▶ **What to do**: Reproduce only the lines of the listing starting at the line containing "dark hillside | locate" and ending at the line containing "2,217 -> 464,241", requests included, with every coordinate in the answers scaled by 1.45 and rounded to a whole number, halves rounded up. Leave the numbers in the requests and in their format samples unchanged.

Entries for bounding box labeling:
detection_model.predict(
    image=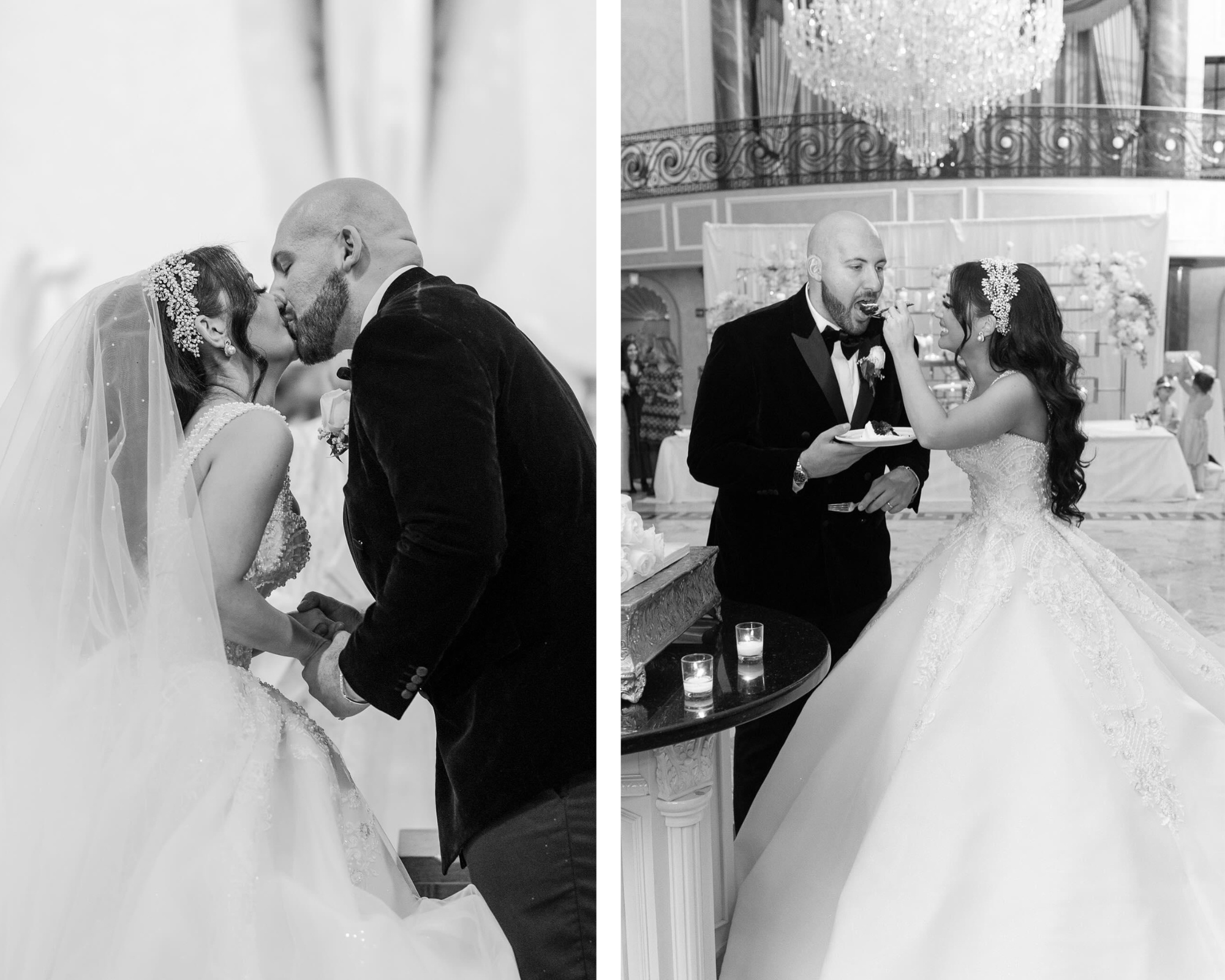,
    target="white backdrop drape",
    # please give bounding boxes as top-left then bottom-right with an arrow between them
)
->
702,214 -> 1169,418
==
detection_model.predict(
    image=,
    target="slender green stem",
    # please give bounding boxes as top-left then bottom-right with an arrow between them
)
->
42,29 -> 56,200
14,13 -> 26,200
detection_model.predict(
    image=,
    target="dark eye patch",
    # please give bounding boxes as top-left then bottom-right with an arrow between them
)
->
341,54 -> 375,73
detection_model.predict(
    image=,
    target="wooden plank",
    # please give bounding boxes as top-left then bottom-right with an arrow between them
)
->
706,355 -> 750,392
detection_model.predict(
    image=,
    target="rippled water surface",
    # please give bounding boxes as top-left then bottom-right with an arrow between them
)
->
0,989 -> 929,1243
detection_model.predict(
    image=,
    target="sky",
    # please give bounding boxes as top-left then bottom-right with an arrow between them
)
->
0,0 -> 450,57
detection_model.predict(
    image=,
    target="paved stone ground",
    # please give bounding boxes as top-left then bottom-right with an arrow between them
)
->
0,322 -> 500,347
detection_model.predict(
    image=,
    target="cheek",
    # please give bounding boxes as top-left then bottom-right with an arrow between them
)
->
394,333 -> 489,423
...
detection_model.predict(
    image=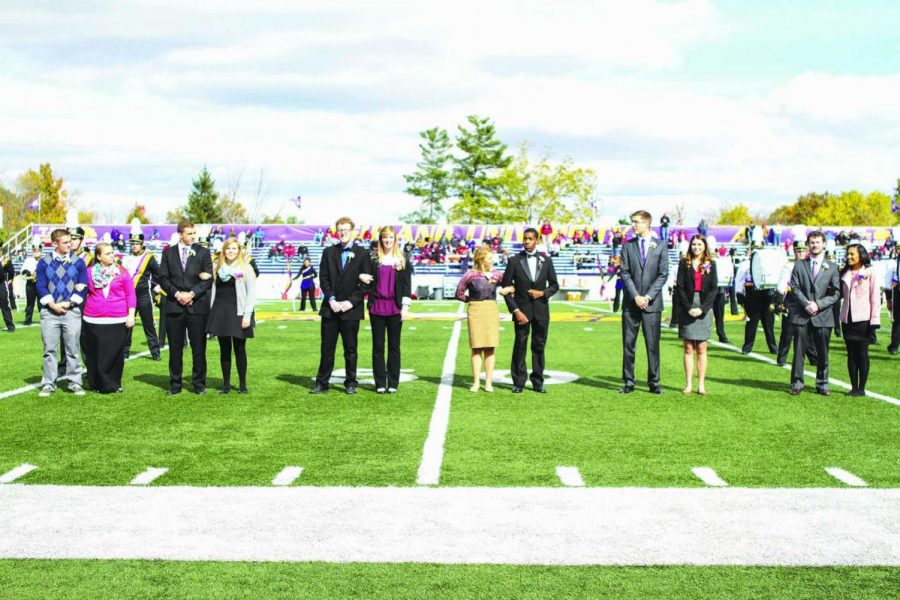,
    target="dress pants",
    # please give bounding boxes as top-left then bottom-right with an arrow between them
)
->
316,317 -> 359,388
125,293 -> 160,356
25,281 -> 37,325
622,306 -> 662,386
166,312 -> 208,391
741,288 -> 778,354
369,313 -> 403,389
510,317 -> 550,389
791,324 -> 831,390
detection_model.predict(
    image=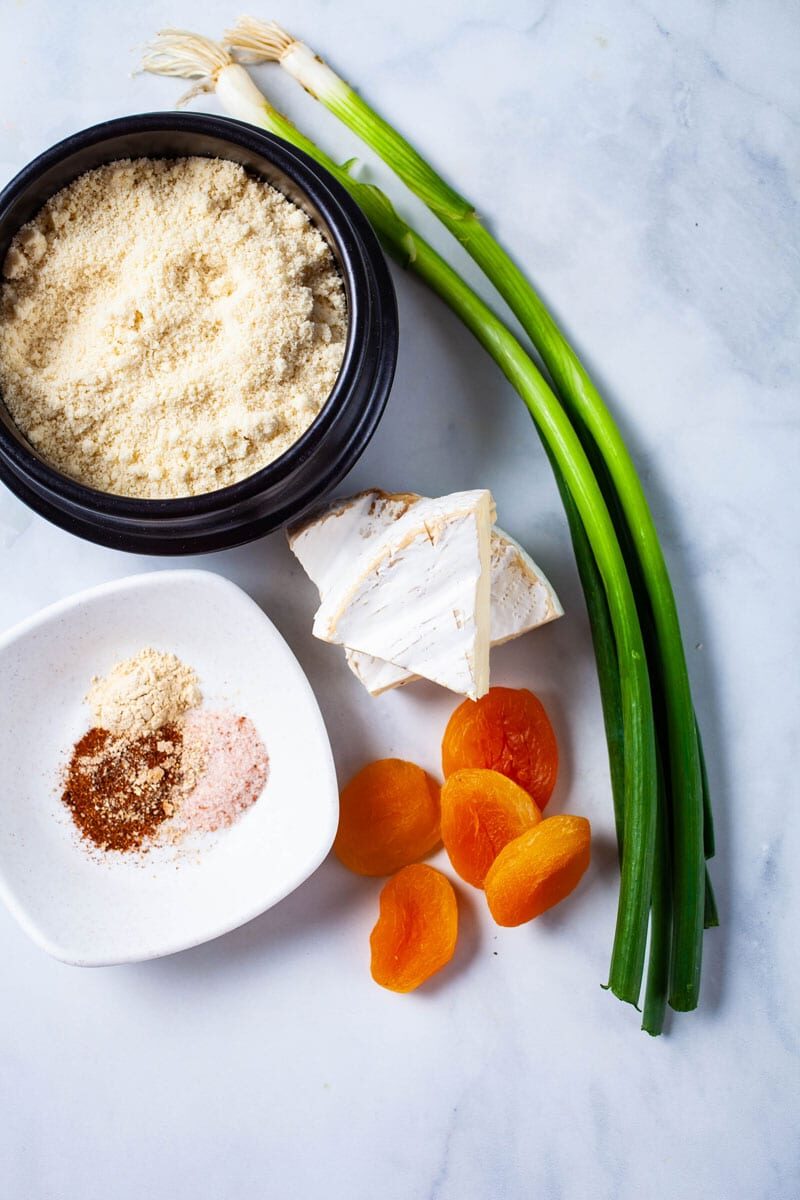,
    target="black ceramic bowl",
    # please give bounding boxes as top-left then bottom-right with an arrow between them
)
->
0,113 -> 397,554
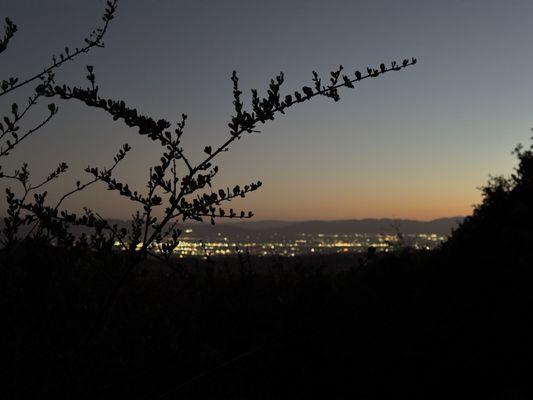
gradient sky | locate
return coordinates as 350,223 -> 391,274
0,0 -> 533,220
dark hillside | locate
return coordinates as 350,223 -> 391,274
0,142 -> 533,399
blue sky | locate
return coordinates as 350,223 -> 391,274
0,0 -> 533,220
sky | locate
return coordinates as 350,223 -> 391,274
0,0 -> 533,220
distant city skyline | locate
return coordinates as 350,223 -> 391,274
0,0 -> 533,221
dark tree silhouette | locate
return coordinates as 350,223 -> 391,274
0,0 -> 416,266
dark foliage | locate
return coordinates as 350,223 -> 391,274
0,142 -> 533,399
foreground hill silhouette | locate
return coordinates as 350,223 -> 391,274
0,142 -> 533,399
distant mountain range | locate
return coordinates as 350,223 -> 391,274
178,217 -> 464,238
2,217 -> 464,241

▶ **Exercise solution**:
dark hillside | locate
return coordinates as 350,223 -> 391,274
0,206 -> 773,579
blue sky | locate
return coordinates as 350,223 -> 391,274
0,0 -> 773,319
sky | locate
return coordinates as 350,223 -> 391,274
0,0 -> 773,319
distant city skyline | locate
return coordinates as 350,223 -> 391,274
0,0 -> 773,320
dark tree silhouette | locate
return coordinates as 350,223 -> 391,274
0,0 -> 603,386
dark foliage | locate
return coordinates as 350,223 -> 391,274
0,206 -> 773,579
foreground hill silhouette | locate
return coordinates as 350,223 -> 391,274
0,206 -> 773,579
distant mountain range | locate
return coordinates as 350,223 -> 391,274
258,315 -> 673,345
3,315 -> 673,349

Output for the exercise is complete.